Data records:
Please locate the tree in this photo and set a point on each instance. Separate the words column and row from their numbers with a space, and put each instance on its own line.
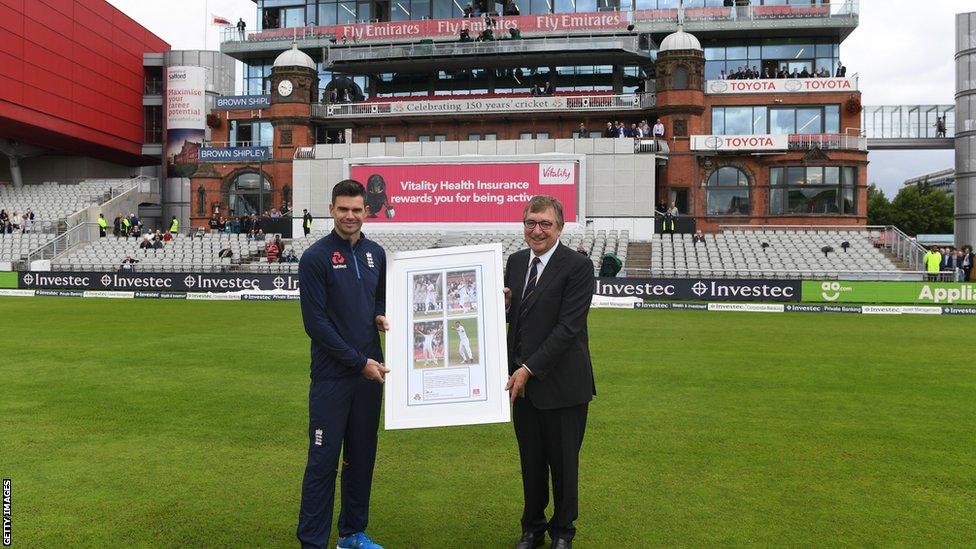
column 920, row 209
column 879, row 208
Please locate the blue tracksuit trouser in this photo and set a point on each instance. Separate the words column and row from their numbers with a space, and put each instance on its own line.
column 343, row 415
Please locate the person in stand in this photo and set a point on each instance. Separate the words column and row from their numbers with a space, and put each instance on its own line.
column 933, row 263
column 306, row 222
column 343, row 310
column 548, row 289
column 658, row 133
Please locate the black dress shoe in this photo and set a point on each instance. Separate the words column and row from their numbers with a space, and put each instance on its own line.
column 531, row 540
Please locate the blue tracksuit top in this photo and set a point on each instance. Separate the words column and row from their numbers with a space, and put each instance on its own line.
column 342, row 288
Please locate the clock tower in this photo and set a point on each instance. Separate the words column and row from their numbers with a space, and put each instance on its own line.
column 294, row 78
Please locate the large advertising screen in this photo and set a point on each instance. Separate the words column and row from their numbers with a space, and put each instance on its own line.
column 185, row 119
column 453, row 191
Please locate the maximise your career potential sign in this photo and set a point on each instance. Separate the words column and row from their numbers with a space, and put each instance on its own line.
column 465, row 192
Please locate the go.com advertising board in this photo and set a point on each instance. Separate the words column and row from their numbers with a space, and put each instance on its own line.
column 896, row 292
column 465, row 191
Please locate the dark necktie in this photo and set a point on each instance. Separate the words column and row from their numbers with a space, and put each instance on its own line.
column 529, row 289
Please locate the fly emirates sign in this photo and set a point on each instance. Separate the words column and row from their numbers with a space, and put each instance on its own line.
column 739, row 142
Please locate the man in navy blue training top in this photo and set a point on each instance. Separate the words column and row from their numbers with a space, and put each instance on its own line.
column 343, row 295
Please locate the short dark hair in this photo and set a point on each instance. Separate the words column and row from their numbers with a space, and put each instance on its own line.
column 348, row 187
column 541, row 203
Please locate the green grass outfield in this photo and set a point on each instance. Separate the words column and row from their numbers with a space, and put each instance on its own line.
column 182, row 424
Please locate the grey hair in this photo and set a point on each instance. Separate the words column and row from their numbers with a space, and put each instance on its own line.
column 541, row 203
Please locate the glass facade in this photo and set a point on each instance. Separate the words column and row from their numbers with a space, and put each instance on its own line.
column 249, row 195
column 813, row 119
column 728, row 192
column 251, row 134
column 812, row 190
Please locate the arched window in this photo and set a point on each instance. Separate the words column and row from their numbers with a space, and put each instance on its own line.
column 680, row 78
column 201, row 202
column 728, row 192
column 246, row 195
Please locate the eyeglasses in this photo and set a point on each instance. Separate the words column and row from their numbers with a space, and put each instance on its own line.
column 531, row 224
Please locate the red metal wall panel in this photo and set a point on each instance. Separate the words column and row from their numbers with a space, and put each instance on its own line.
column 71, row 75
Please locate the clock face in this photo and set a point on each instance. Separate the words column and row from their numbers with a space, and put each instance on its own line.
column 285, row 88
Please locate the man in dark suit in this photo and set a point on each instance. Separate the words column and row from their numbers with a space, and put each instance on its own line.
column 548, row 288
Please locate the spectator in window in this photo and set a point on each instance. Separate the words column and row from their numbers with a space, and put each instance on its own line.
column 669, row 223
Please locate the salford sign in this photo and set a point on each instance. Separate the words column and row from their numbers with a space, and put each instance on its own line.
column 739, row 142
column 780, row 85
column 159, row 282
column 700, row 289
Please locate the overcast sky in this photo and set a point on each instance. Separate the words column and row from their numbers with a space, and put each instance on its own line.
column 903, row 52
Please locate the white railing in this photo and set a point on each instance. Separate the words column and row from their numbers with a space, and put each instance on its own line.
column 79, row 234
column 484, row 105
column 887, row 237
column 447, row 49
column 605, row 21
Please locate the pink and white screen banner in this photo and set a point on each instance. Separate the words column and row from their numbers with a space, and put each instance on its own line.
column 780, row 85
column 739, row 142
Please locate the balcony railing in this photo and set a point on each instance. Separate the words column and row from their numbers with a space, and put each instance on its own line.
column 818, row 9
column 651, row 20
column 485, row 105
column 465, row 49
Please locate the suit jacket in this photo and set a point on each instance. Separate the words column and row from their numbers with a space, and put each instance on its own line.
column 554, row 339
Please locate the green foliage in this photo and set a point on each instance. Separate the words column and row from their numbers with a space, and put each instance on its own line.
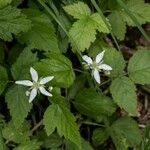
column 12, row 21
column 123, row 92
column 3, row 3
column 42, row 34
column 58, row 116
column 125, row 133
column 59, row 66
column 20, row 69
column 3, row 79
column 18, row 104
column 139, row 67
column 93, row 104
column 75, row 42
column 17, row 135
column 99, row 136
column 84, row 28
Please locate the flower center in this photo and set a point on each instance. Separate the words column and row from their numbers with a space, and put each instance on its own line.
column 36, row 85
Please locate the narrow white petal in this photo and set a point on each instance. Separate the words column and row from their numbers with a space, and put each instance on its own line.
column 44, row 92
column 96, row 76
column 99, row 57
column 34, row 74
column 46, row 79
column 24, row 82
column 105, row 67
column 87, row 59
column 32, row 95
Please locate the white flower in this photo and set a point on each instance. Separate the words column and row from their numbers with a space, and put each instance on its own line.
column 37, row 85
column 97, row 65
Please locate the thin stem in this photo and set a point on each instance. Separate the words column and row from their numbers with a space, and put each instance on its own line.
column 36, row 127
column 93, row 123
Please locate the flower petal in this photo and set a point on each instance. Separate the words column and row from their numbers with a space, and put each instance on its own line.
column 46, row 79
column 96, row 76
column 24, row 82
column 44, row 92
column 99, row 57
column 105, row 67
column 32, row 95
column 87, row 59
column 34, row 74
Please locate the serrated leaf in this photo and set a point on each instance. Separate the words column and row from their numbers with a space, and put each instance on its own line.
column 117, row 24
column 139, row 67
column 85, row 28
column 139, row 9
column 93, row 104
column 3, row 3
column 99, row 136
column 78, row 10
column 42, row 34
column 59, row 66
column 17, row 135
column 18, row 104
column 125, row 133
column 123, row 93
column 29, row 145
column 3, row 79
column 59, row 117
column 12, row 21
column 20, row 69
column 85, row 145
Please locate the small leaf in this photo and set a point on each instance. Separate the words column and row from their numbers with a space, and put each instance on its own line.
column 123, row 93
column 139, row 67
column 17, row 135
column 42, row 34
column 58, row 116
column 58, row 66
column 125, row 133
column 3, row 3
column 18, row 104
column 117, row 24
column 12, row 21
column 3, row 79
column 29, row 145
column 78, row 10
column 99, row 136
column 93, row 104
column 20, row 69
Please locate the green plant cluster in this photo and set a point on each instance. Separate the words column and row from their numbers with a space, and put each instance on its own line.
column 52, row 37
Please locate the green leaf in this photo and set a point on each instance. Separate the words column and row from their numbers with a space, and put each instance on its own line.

Given problem: Reproduce all the data above with "set a point on each instance" swapped for "mark each instance" everywhere it occurs and every other line unchanged. Omit the pictures.

Task answer:
Please locate the tree in this photo and mark each instance. Separate the words column and row from their numbers with a space, and put each instance on its own line.
column 920, row 209
column 879, row 208
Please locate the blue tracksuit trouser in this photo and mark each instance. Separate the words column and row from their numbers with a space, and put each instance on its own line.
column 343, row 415
Please locate the person in stand in this photo and mark each instance. Separate the words column and row from their numbers with a space, and put each instance on its own line.
column 933, row 263
column 306, row 222
column 343, row 310
column 548, row 289
column 658, row 133
Please locate the black dress shoe in this photo and mark each instance. Separate the words column and row from their numbers with a space, and put each instance on its own line.
column 531, row 540
Please locate the blue tracksuit top in this photo and mark each instance. Separate the words column and row from their numbers with a space, and put each instance on its own line.
column 342, row 288
Please locate the clock tower in this photo and mark each instance. Separate the words column and row from their numbers with a space, and put each instance on its own line.
column 294, row 78
Please locate the large advertising screen in this photo and mark each instance. Separate the words column and row from their numbers with a space, and put each instance on its own line.
column 185, row 119
column 453, row 191
Please locate the maximise your career potential sign in this photo and mark each instance. Separate the words column and row from their numbers with a space, and put each instance on its own line.
column 465, row 192
Please locate the go.com advertising board in this photo and mark each instance. Separate the words column and row from their numbers with a space, and put each instance on its own line.
column 896, row 292
column 465, row 191
Please locate the dark necktie in this photo and mark each instance. Separate the words column and row from their numbers with a space, and put each instance on its own line.
column 529, row 289
Please locate the fly emirates sign in this photo and mark each instance. Separate the words column and row from their numbers with a space, and put each instance on its own line.
column 739, row 142
Please locate the man in navy blue training top in this photo and mark each instance. Separate the words column and row from their numbers with a space, and put each instance on its own line.
column 343, row 295
Please locate the short dark hair in this photo and mark each instance. Separate the words column and row from their numbers with a space, and put each instance on its own line.
column 348, row 187
column 541, row 203
Please locate the green grass outfield in this photo and mark each instance. Separate the words column and row from their numbers with a space, and put each instance on its own line.
column 182, row 424
Please locate the grey hair in this photo and mark each instance. Separate the words column and row from their numbers with a space, and put each instance on its own line.
column 541, row 203
Please locate the glass facade in this photo and mark each instance. Separate the words column and row from their numbers with a space, and put each instance on its own line.
column 249, row 195
column 813, row 119
column 728, row 192
column 251, row 134
column 812, row 190
Please locate the arched window in this photo and mark each instance. Separate the words column and row from their numbers with a space, and put each instance on its own line.
column 680, row 78
column 201, row 202
column 728, row 192
column 246, row 195
Please locate the eyeglasses in this photo and mark each instance. Separate the words column and row from their numbers with a space, and put each instance on its own line.
column 531, row 224
Please locate the red metal wall panel in this photo and mark each instance. Separate the words column and row from their numbers with a space, and put each instance on its own line.
column 71, row 75
Please locate the clock face in this photo and mark each instance. Separate the words column and row from their numbers with a space, and put each instance on its own line.
column 285, row 88
Please locate the man in dark suit in this photo and mark each instance. Separate the words column and row from their numbers with a space, and put each instance on its own line.
column 548, row 288
Please locate the spectator in window in this photo and mark each instance. Separate the words column and row from their numbers with a space, and put each instance on its own line.
column 669, row 223
Please locate the salford sign in this photo and mark each instance. Separate the words column and row from their numbers with a space, and put each instance on its own line.
column 739, row 142
column 780, row 85
column 159, row 282
column 700, row 289
Please locate the overcast sky in this photo and mark each instance. Separate the words column and row from their numbers with a space, and put each instance on its own line.
column 903, row 52
Please locate the white railing in this photo and mark each instance. Separate the words column and row from their numbers with a space, and put each instance on its own line.
column 79, row 234
column 484, row 105
column 887, row 237
column 447, row 49
column 605, row 21
Please locate the pink and white screen banner in this photo and mark each instance. Separate the words column and row from their numbers with a space, and put each instance on its own line.
column 780, row 85
column 739, row 142
Please locate the balcony railing in this photo and mark each instance. Separate the words column and row from their numbers with a space, and put each instance on its own line.
column 818, row 9
column 651, row 20
column 485, row 105
column 465, row 49
Please locate the suit jacket in this photo and mark each instance. Separate the words column and row from their numbers with a space, and put each instance on its own line.
column 554, row 339
Please locate the green foliage in this photo and mark each instance. Separate the words column and row from their numbers with a space, and put each instance on its own line.
column 12, row 21
column 123, row 92
column 3, row 3
column 42, row 34
column 58, row 116
column 125, row 133
column 59, row 66
column 20, row 69
column 3, row 79
column 18, row 104
column 139, row 67
column 93, row 104
column 75, row 42
column 17, row 135
column 99, row 136
column 84, row 28
Please locate the flower center in this photo and mark each instance. Separate the words column and row from their numbers with a space, and put each instance on its own line.
column 36, row 85
Please locate the narrow white petal in this photo and mark each instance. Separate the words column and row from their numbers with a space, and put each instance on its own line.
column 44, row 92
column 96, row 76
column 99, row 57
column 34, row 74
column 46, row 79
column 24, row 82
column 105, row 67
column 87, row 59
column 32, row 95
Please locate the white flower in this photo and mark each instance. Separate the words column and row from their numbers with a space, and put each instance on its own line.
column 37, row 85
column 97, row 65
Please locate the thin stem in this photo and mark each instance. Separate the words column and row from their numbers with a space, and put each instance on its own line.
column 36, row 127
column 93, row 123
Please locate the flower petal in this photo and mark each instance. Separate the words column and row from their numbers with a space, and put each instance on its own line.
column 46, row 79
column 96, row 76
column 24, row 82
column 44, row 92
column 99, row 57
column 105, row 67
column 32, row 95
column 87, row 59
column 34, row 74
Please locate the serrated leaf in this photo and mark each instance. Separate the words column and row from their numbers with a space, and put each instance on its own line.
column 117, row 24
column 139, row 67
column 85, row 28
column 139, row 9
column 93, row 104
column 3, row 3
column 99, row 136
column 78, row 10
column 42, row 34
column 59, row 66
column 17, row 135
column 18, row 104
column 125, row 133
column 123, row 93
column 29, row 145
column 3, row 79
column 59, row 117
column 12, row 21
column 20, row 69
column 85, row 145
Please locate the small leaf in this photo and mark each instance. Separate the words column and row from their numbers with a space, and put each instance on its own line.
column 123, row 93
column 139, row 67
column 17, row 135
column 42, row 34
column 58, row 116
column 58, row 66
column 125, row 133
column 3, row 3
column 18, row 104
column 117, row 24
column 12, row 21
column 3, row 79
column 29, row 145
column 78, row 10
column 99, row 136
column 93, row 104
column 20, row 69
Please locate the green plant cluster in this photo and mark each instance. Separate the words column and row from their numbers with a space, and put each instance on its own line.
column 52, row 37
Please locate the green leaf in this photo and mark each instance. Separate the words column and row from their numbers with a space, and put each instance on its own line.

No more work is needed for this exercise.